▶ **Task item**: Copy the listing below word for word, leaving out the pictures.

==== Recorded information ====

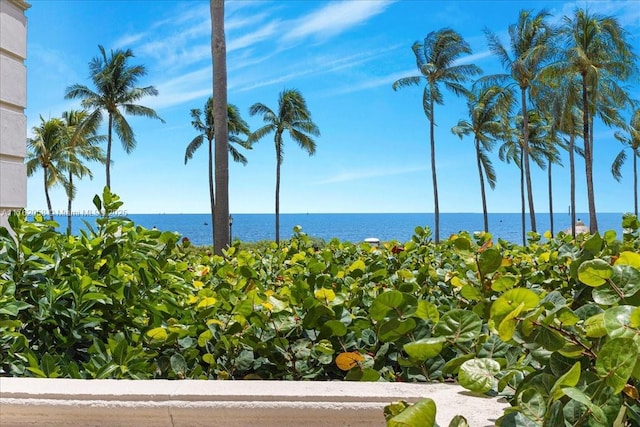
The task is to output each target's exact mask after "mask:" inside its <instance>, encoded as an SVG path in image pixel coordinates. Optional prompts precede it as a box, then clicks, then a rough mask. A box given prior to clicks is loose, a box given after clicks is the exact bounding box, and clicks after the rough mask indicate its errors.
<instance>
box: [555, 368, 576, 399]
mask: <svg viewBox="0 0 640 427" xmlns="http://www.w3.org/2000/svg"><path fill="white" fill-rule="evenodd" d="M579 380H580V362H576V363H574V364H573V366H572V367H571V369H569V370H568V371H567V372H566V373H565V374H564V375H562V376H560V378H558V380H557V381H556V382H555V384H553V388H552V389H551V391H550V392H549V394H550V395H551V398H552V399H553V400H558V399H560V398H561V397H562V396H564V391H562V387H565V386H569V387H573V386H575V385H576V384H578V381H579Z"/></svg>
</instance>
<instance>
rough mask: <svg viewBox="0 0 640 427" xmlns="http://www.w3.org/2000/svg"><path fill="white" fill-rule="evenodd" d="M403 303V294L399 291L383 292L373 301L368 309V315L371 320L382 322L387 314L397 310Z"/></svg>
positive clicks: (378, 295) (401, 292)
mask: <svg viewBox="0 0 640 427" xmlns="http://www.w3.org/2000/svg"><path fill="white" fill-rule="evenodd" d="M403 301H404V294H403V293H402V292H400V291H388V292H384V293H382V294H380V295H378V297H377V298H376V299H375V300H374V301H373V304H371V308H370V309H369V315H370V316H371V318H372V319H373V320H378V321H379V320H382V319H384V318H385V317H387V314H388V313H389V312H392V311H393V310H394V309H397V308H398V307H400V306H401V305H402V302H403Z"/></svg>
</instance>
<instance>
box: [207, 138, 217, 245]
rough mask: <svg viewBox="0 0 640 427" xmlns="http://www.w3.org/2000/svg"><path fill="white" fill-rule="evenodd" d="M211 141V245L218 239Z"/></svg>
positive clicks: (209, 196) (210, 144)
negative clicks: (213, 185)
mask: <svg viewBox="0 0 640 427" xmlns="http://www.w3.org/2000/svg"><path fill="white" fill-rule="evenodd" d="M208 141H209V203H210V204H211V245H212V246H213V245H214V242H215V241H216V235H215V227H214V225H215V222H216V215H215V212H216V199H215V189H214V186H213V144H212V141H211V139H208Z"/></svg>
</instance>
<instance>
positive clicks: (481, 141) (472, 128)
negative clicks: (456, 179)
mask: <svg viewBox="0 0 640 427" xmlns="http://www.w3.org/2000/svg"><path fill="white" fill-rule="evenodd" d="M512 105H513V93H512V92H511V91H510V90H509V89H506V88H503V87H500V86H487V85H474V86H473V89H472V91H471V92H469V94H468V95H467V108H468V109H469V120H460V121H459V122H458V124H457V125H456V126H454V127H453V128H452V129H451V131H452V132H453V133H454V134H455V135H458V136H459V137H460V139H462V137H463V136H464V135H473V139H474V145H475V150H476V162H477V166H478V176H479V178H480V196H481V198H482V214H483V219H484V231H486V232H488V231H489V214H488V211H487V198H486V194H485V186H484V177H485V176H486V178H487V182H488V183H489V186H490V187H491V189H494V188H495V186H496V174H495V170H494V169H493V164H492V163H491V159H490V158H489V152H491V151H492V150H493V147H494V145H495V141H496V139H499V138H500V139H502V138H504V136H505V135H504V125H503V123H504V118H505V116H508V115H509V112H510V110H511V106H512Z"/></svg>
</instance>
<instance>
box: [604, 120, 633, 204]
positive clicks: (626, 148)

====

▶ **Response to the exercise**:
The task is to output each target's exact mask after "mask:" inside its <instance>, encoded as an SVG path in image pixel coordinates. Optional prompts precede it as a box, then clicks, then a rough mask. A box given prior to clicks is loose, a box given after clicks is the exact bounding box, and clicks after the rough mask indicate its errors.
<instance>
box: [555, 368, 576, 399]
mask: <svg viewBox="0 0 640 427" xmlns="http://www.w3.org/2000/svg"><path fill="white" fill-rule="evenodd" d="M579 380H580V362H576V363H574V364H573V366H572V367H571V369H569V370H568V371H567V372H566V373H565V374H564V375H562V376H560V378H558V380H557V381H556V382H555V384H553V388H552V389H551V391H550V392H549V394H550V395H551V398H552V399H553V400H558V399H560V398H561V397H562V396H564V391H562V387H565V386H569V387H573V386H575V385H576V384H578V381H579Z"/></svg>
</instance>
<instance>
rough mask: <svg viewBox="0 0 640 427" xmlns="http://www.w3.org/2000/svg"><path fill="white" fill-rule="evenodd" d="M403 303V294L399 291L383 292L373 301L368 309V315L371 320L382 322L387 314L397 310Z"/></svg>
positive clicks: (378, 295) (401, 292)
mask: <svg viewBox="0 0 640 427" xmlns="http://www.w3.org/2000/svg"><path fill="white" fill-rule="evenodd" d="M403 301H404V294H403V293H402V292H400V291H388V292H384V293H382V294H380V295H378V297H377V298H376V299H375V300H374V301H373V304H371V308H370V309H369V315H370V316H371V318H372V319H373V320H378V321H379V320H382V319H384V318H385V317H387V314H388V313H389V312H392V311H393V310H394V309H397V308H398V307H400V306H401V305H402V302H403Z"/></svg>
</instance>
<instance>
box: [207, 138, 217, 245]
rough mask: <svg viewBox="0 0 640 427" xmlns="http://www.w3.org/2000/svg"><path fill="white" fill-rule="evenodd" d="M211 141V245L218 239Z"/></svg>
positive clicks: (209, 196) (210, 144)
negative clicks: (213, 185)
mask: <svg viewBox="0 0 640 427" xmlns="http://www.w3.org/2000/svg"><path fill="white" fill-rule="evenodd" d="M208 141H209V203H210V204H211V245H212V246H213V245H214V242H215V241H216V235H215V227H214V225H215V222H216V215H215V212H216V199H215V189H214V186H213V144H212V141H211V139H208Z"/></svg>
</instance>
<instance>
positive clicks: (481, 141) (472, 128)
negative clicks: (456, 179)
mask: <svg viewBox="0 0 640 427" xmlns="http://www.w3.org/2000/svg"><path fill="white" fill-rule="evenodd" d="M512 105H513V93H512V92H511V91H510V90H509V89H506V88H503V87H500V86H487V85H474V86H473V89H472V91H471V92H469V94H468V95H467V108H468V109H469V120H460V121H459V122H458V124H457V125H456V126H454V127H453V128H452V129H451V131H452V132H453V133H454V134H455V135H458V136H459V137H460V139H462V137H463V136H464V135H473V139H474V145H475V150H476V162H477V166H478V176H479V178H480V196H481V198H482V214H483V219H484V231H486V232H488V231H489V214H488V211H487V198H486V194H485V186H484V177H485V176H486V178H487V182H488V183H489V186H490V187H491V189H494V188H495V186H496V174H495V170H494V169H493V164H492V163H491V159H490V158H489V152H491V151H492V150H493V147H494V145H495V141H496V139H499V138H500V139H502V138H504V136H505V135H504V125H503V123H504V118H505V116H508V115H509V112H510V110H511V106H512Z"/></svg>
</instance>
<instance>
box: [604, 120, 633, 204]
positive clicks: (626, 148)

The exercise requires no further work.